> [EXERCISE] Write out every one of the records below word for word, changing nothing.

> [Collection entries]
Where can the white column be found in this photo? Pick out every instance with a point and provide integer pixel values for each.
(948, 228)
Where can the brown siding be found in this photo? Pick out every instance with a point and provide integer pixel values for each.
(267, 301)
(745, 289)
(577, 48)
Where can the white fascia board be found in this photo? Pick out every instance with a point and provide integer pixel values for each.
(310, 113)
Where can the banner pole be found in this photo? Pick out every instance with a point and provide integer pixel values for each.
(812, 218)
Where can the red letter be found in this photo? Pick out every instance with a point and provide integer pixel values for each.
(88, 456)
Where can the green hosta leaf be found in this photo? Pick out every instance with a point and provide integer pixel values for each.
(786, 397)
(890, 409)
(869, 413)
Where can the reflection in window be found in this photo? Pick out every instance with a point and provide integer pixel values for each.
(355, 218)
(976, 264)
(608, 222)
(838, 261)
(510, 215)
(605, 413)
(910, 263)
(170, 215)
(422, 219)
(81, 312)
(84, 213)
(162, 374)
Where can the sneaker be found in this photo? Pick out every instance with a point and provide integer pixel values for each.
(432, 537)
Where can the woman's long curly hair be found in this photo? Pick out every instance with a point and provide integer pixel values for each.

> [EXPECTED OUTPUT]
Where can the white column be found in this photo? Pick out every instance with a point and provide integer pixel values for each.
(948, 228)
Where can the brown siding be found in this photo? Pick out every instance with a point and provide integer pixel values for each.
(267, 301)
(745, 289)
(577, 48)
Where can the white fascia board be found in this photo? Pick out every instance with a point and provide integer pixel values for each.
(310, 113)
Where can the banner pole be found in this photo? Pick out every instance with a point and provide integer pixel values for each.
(812, 218)
Where can the red letter be found in this photo? Pick out every instance with a point and provide integer pixel values for each.
(88, 456)
Where can the green hosta leaf be found in this photo? Pick out every instance with a point and provide integer pixel values for each.
(786, 397)
(890, 409)
(869, 413)
Where can the reflection in window be found in this photo? Pick out every instance with a point and provide integer pixel values for each.
(355, 218)
(976, 264)
(608, 222)
(838, 261)
(510, 215)
(605, 413)
(910, 263)
(170, 215)
(422, 219)
(81, 312)
(84, 213)
(162, 374)
Where can the sneaker be found in this photo? Pick out every instance with a point and provide integer pixel values for each.
(432, 537)
Where can the woman's long curly hair be found in this photo? Pick out every instance with a point and provide integer pixel values for each.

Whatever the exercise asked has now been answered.